**Excerpt to read:**

My Carburetor Stumbles in the Turn
We are starting this out assuming your carburetor is in good shape; power valves are good; floats are set correctly and jetting is reasonably close.
First, ask your driver if it stumbles on a restart. If no, there is probably nothing wrong with your carburetor and the problem is fuel slosh or lack of fuel in the bowls.
If the answer is yes, your problem is the carburetor. In this case, just move the squirter size up or down a couple of sizes to see if it gets better or worse. For example, a 31 squirter to a 35 to richen the bottom end up or a 31 to a 28 to lean the bottom out. A general rule, the bigger the manifold or intake ports on the head, the bigger squirter it needs.
If your carburetor does not stumble on a restart and only stumbles in the turn, the first thing to do is lower the front float level. Look at the flats on the float adjusting nut, loosen the jam screw and turn the nut clockwise 4-5 flats. Do this on the front only. Go out on the track again - if this makes it better the problem is fuel slosh in the bowls.
If it makes it worse, you are running out of fuel in the bowls. This could be caused by too small a fuel line; restriction in the fuel line; plugged filter; vent in the tank not working; or pick-up in the tank.
The easiest way to diagnose this is to pull the fuel line off at the inlet side of the pump. Hold the line at pump height and turn the fuel on and let it gravity feed into a container. Drain out a gallon or two. It should flow a good solid stream and not taper off after the first gallon. If it passed this test, you need a fuel pump. I would recommend a CV Products billet pump for gas and a belt drive pump for alcohol.
If your fuel system failed the gravity flow test, start at the pump and remove and inspect one fuel line at a time, the whole way back to the tank until you find the restriction.
Let's get back to the fuel slosh problem...
As you roll into the turn, the fuel stands at a 45 degree angle in the bowls. As you accelerate in the middle of the turn, the fuel runs toward the jets in the front bowl, making the front rich. At the same time, it runs away from the jets in the rear bowl, making it lean. One of the Cup Teams we dealt with a few years ago actually had video shots of the fuel inside the bowl at Daytona - standing at a 45 degree angle and then lifting 1/4 inch off the floor of the fuel bowl.

**Tasks to perform:**
**1.** Write out the article on carburetor stumble from "If the answer" to "squirter it needs." word for word.
**2.** Pick up the article on carburetor stumble after its final sentence and carry it forward.

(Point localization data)
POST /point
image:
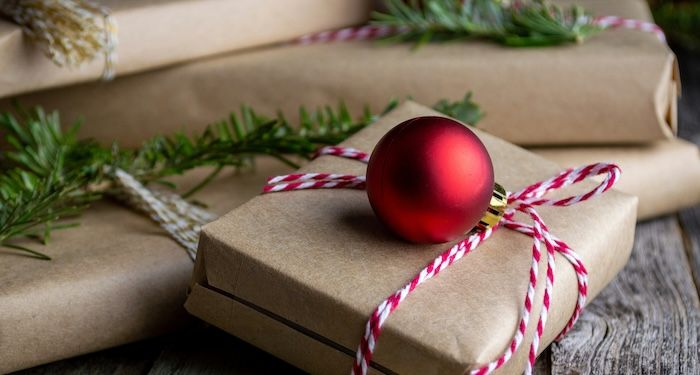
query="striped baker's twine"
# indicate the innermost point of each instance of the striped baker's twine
(371, 32)
(523, 201)
(182, 220)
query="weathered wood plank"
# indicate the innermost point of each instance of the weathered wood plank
(688, 109)
(647, 321)
(690, 222)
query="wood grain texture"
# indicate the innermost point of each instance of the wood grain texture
(647, 321)
(690, 222)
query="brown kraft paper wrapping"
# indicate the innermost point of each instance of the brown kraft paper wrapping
(298, 273)
(155, 33)
(664, 175)
(617, 87)
(115, 279)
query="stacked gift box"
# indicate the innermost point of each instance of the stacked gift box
(117, 278)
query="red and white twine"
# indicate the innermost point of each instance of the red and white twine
(371, 32)
(523, 201)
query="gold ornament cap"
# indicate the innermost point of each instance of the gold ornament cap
(497, 207)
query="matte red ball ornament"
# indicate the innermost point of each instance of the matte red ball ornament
(430, 179)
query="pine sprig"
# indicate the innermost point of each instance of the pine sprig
(50, 175)
(518, 23)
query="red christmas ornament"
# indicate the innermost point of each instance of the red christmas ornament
(430, 179)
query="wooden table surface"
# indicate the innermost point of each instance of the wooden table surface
(647, 321)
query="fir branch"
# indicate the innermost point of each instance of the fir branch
(680, 20)
(51, 175)
(521, 23)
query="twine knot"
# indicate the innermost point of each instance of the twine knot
(524, 201)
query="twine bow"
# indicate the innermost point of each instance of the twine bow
(524, 201)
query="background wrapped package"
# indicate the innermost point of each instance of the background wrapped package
(116, 278)
(664, 175)
(618, 87)
(325, 259)
(156, 33)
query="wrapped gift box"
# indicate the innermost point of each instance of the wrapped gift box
(298, 273)
(115, 279)
(664, 175)
(618, 87)
(156, 33)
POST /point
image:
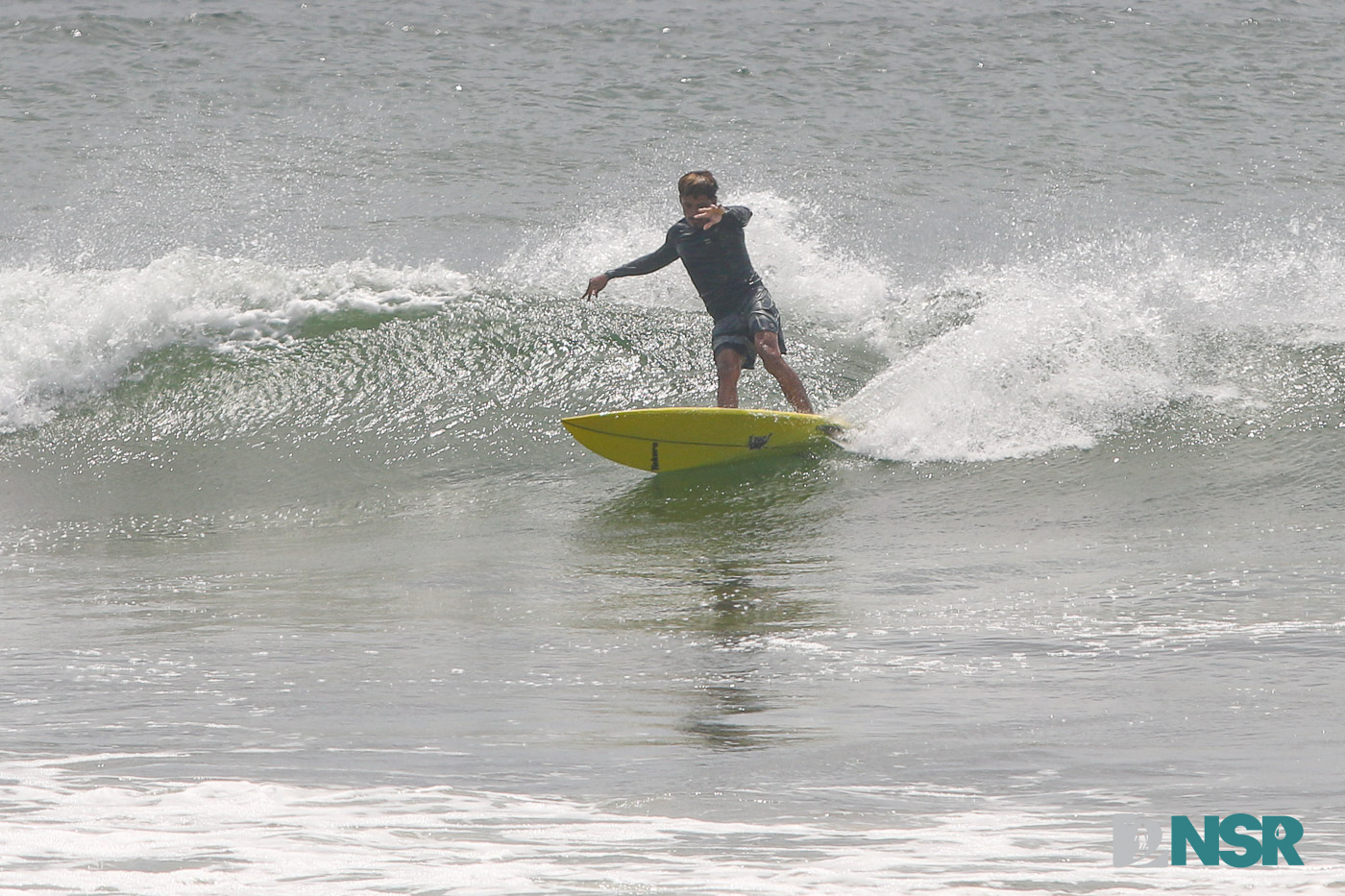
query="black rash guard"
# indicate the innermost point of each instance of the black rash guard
(716, 258)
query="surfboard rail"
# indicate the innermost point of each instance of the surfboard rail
(666, 439)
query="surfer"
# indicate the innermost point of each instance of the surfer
(746, 325)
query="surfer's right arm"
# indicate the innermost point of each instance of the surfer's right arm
(661, 257)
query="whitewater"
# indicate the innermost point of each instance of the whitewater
(306, 590)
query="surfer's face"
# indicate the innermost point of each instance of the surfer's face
(692, 206)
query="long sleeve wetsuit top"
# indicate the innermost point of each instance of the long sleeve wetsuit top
(716, 258)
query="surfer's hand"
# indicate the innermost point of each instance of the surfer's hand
(709, 217)
(596, 285)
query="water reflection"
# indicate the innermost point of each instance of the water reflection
(726, 570)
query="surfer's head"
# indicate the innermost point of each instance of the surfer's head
(698, 183)
(697, 191)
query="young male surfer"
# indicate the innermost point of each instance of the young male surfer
(710, 244)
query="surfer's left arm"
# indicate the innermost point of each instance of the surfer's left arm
(656, 260)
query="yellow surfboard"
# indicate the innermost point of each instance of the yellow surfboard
(663, 439)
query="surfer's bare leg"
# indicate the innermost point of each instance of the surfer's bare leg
(728, 363)
(769, 349)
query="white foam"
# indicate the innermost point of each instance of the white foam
(1062, 351)
(69, 831)
(64, 334)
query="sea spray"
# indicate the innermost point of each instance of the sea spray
(66, 334)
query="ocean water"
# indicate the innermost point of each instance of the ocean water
(305, 590)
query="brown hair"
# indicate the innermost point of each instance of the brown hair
(698, 183)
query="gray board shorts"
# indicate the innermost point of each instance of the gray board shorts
(739, 329)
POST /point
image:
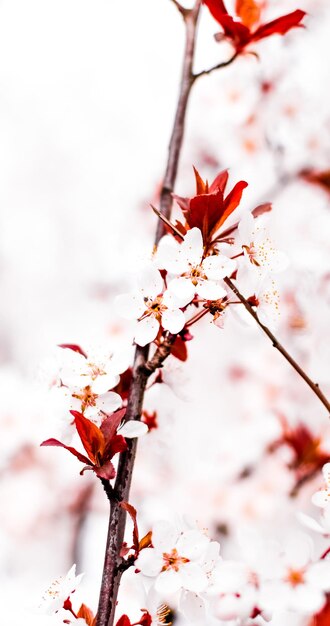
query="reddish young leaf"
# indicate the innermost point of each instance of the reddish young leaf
(74, 347)
(106, 470)
(201, 187)
(220, 182)
(231, 203)
(262, 208)
(86, 614)
(280, 26)
(55, 442)
(179, 349)
(216, 8)
(91, 436)
(146, 541)
(132, 513)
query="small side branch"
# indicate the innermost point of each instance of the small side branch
(314, 386)
(219, 66)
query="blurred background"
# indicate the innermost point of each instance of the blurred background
(87, 97)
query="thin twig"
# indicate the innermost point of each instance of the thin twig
(112, 570)
(216, 67)
(314, 386)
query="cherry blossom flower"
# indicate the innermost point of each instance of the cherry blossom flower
(98, 369)
(322, 498)
(177, 559)
(258, 248)
(151, 307)
(59, 591)
(195, 274)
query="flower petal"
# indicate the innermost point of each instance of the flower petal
(193, 577)
(173, 321)
(183, 290)
(146, 331)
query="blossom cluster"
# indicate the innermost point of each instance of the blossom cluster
(186, 277)
(181, 571)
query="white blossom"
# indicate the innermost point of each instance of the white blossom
(194, 273)
(59, 591)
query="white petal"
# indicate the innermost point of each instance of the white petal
(321, 498)
(218, 266)
(132, 429)
(182, 289)
(192, 246)
(192, 544)
(168, 582)
(210, 290)
(146, 331)
(149, 562)
(130, 305)
(150, 281)
(109, 402)
(173, 321)
(169, 257)
(164, 536)
(326, 473)
(193, 577)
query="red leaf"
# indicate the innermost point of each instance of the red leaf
(201, 187)
(74, 347)
(262, 208)
(216, 8)
(86, 614)
(204, 212)
(179, 349)
(91, 436)
(106, 471)
(132, 513)
(279, 26)
(124, 621)
(55, 442)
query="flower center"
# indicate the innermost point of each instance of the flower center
(86, 397)
(173, 561)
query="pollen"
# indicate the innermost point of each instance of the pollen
(173, 561)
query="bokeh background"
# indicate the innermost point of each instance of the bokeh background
(87, 97)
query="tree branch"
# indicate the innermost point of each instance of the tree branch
(314, 386)
(142, 368)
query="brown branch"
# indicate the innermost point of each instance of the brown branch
(142, 368)
(314, 386)
(216, 67)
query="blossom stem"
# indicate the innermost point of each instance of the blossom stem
(142, 368)
(314, 386)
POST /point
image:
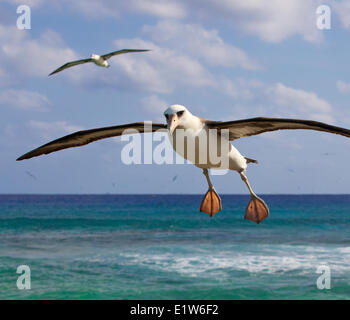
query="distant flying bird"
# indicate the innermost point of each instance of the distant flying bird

**Responses:**
**1.**
If the answer is yes, your problem is the carburetor. In this case, just move the squirter size up or down a couple of sizes to see if it gets better or worse. For example, a 31 squirter to a 35 to richen the bottom end up or a 31 to a 28 to lean the bottom out. A general rule, the bigger the manifold or intake ports on the head, the bigger squirter it needs.

**2.**
Entering the turn, your car gets over on the right rear, then under acceleration, the left front starts to lift. At that point, fuel starts to dribble in the right front booster of the carburetor. You are not a full throttle yet, so now the butterfly is directing globs of unatomized fuel to one end of the manifold. Lowering the front float helps this condition. They also make a carburetor spacer that tilts to the left front of the car. If you have a car that gets over real hard on the right rear, lifts the left front tire and has good forward bite, we can go inside the carburetor and put a cut off phenolic float in the front, angled toward the sight plug and a cut off phenolic float in the rear, angled toward the sight plug with notches for jet extensions. Use the Holley screw in jet extensions in the metering plate with the jets on the end of the extensions.
This information should help you fix your problem quickly and in a systematic manner. I would also recommend keeping notes on what your driver said after each change to avoid making the wrong adjustments twice.
Even if you aren't experiencing any stumbling problems, experimenting with squirter size up and down may tweak the carburetor enough to make a driver more comfortable with better throttle response. Or it can be used to take the edge off a radical engine combination that is hard to hook up on a slick track. The same can be done with power valves. Just up or down 1 size at a time until you hit the magic spot.
Most of this type of tuning requires good driver feed back to be beneficial. That being said, I have run across drivers in 35 years of building carburetors, that had no feeling in their ass and can't tell you anything - so sometimes it's best to have a stop watch just to back up what your driver tells you.
The preceding is what I would do in these situations. Your experience may be different from mine. If you are not knowledgeable in spark plug reading, carburetor basics, or engine tuning, maybe it would be better to let an experienced person help you. There is more than one way to skin a cat. This is what works for me and hopefully it will provide you with some help with what can otherwise be a very frustrating problem.